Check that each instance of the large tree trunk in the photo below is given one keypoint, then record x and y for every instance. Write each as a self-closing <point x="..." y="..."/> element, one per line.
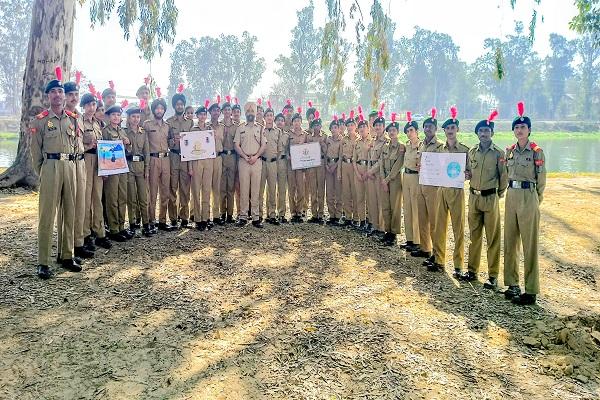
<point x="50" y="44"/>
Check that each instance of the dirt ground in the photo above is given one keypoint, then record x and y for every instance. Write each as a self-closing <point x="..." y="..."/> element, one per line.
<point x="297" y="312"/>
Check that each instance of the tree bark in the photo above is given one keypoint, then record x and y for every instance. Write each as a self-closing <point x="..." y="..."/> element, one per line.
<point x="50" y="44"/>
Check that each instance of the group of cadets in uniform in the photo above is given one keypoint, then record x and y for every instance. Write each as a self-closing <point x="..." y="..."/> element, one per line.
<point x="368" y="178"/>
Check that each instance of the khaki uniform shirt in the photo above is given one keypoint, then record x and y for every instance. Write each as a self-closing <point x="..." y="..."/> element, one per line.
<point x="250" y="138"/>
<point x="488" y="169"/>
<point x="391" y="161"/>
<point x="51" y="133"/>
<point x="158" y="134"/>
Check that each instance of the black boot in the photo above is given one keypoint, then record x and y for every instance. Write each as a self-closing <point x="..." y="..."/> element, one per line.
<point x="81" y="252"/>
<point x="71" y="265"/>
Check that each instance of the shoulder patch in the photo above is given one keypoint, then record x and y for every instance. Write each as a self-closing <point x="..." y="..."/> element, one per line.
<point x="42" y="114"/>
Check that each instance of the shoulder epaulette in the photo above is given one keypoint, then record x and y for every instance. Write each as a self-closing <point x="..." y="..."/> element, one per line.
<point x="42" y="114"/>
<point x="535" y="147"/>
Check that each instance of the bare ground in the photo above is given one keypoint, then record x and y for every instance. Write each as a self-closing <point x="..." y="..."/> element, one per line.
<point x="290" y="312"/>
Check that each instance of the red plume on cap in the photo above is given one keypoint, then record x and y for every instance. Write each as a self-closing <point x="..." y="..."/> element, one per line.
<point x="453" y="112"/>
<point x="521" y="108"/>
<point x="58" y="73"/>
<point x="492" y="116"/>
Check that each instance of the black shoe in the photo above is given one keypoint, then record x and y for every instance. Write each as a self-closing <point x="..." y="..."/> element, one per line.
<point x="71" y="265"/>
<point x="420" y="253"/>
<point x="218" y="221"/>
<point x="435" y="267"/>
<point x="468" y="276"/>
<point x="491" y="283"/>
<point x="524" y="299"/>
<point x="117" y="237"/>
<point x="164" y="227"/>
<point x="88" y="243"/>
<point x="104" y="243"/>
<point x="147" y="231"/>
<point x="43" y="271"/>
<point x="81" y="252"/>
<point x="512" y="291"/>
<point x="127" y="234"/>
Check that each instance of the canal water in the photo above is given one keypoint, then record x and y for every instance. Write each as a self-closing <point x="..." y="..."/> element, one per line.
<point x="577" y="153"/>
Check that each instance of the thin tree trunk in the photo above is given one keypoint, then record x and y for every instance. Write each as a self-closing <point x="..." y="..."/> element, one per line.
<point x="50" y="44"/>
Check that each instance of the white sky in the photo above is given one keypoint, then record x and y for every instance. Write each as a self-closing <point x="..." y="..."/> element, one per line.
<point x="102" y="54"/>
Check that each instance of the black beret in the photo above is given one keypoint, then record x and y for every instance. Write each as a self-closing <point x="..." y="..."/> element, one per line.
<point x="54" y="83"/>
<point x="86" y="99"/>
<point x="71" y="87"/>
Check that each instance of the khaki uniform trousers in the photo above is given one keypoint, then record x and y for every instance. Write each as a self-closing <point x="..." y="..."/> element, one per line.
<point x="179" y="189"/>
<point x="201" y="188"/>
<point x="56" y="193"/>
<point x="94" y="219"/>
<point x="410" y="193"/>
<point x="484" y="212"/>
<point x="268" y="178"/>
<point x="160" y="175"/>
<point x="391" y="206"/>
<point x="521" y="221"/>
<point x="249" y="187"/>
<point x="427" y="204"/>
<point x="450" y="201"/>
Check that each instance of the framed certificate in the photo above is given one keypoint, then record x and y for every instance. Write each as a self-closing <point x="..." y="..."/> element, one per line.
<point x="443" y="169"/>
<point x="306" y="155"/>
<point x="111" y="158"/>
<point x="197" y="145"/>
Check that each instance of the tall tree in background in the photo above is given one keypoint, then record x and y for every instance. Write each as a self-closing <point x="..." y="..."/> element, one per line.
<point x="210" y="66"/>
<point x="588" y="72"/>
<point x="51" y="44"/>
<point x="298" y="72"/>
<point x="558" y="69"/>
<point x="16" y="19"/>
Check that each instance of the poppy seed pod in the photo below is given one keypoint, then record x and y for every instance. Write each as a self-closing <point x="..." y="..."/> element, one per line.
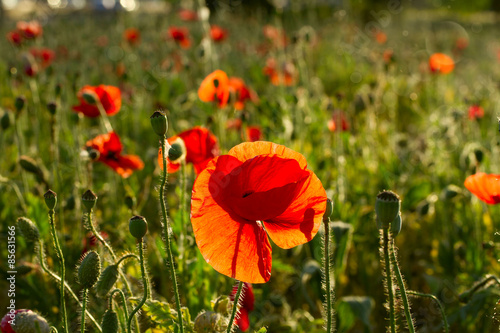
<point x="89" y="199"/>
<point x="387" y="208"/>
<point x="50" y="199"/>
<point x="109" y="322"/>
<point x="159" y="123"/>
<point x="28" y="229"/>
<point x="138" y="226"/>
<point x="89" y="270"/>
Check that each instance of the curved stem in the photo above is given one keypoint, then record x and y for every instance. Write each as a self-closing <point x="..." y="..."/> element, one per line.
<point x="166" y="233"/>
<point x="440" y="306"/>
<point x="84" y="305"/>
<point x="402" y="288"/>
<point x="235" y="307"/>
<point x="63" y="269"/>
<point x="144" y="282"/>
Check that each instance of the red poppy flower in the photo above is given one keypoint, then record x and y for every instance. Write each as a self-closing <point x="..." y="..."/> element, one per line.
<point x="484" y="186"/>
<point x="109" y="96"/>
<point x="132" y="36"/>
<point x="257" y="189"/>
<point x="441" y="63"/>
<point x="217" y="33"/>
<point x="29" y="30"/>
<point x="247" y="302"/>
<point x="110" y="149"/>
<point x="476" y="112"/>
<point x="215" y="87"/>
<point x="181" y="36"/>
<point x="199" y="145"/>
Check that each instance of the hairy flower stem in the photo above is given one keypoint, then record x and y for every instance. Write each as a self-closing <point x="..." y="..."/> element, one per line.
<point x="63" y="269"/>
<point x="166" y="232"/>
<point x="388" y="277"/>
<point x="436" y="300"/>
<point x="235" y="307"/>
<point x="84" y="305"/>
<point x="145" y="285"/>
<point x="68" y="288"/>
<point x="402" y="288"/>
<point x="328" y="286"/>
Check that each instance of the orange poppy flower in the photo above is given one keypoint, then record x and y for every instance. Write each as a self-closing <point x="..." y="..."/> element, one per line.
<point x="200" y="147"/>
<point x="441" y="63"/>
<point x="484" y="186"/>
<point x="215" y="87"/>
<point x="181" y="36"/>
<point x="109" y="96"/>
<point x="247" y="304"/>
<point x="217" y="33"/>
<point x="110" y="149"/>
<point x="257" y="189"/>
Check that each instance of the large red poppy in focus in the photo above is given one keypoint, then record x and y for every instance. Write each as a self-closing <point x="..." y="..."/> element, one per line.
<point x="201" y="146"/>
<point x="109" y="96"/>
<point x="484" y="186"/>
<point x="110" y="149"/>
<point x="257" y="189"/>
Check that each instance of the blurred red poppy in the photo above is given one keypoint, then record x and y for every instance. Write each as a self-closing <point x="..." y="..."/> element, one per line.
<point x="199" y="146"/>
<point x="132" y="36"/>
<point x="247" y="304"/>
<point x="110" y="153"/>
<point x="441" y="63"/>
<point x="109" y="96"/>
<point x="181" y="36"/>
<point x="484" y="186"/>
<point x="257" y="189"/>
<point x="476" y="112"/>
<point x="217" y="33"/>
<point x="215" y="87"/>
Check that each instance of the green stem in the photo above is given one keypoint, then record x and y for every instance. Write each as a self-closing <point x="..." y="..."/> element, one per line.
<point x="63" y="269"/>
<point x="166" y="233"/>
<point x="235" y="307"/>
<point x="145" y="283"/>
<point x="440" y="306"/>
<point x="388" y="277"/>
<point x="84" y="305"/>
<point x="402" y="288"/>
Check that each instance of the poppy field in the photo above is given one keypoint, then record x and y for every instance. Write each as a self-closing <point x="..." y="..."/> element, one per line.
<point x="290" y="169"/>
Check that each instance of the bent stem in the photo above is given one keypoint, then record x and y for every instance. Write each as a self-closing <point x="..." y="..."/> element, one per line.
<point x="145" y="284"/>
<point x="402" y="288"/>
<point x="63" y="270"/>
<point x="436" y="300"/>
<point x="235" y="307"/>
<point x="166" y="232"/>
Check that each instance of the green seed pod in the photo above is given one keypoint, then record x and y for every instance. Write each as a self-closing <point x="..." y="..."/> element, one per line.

- [GIVEN PROBLEM] Switch "keypoint" to "marker" in the part of the items that opens with the line containing "Check that each instance of the bent" and runs through the end of the items, then write out that part again with nothing else altered.

- [TASK SOLUTION]
Check that each instance of the bent stem in the photo above is given one marker, then record x and y for every instance. Write each as a self-closing <point x="..." y="..."/> element, one per line.
<point x="145" y="284"/>
<point x="402" y="288"/>
<point x="63" y="270"/>
<point x="436" y="300"/>
<point x="235" y="307"/>
<point x="166" y="232"/>
Check that each instance of the green seed pod in the photo above is given one marker, then record x and y for every instance. Write each as a self-closing <point x="..." y="..."/> element, one per line.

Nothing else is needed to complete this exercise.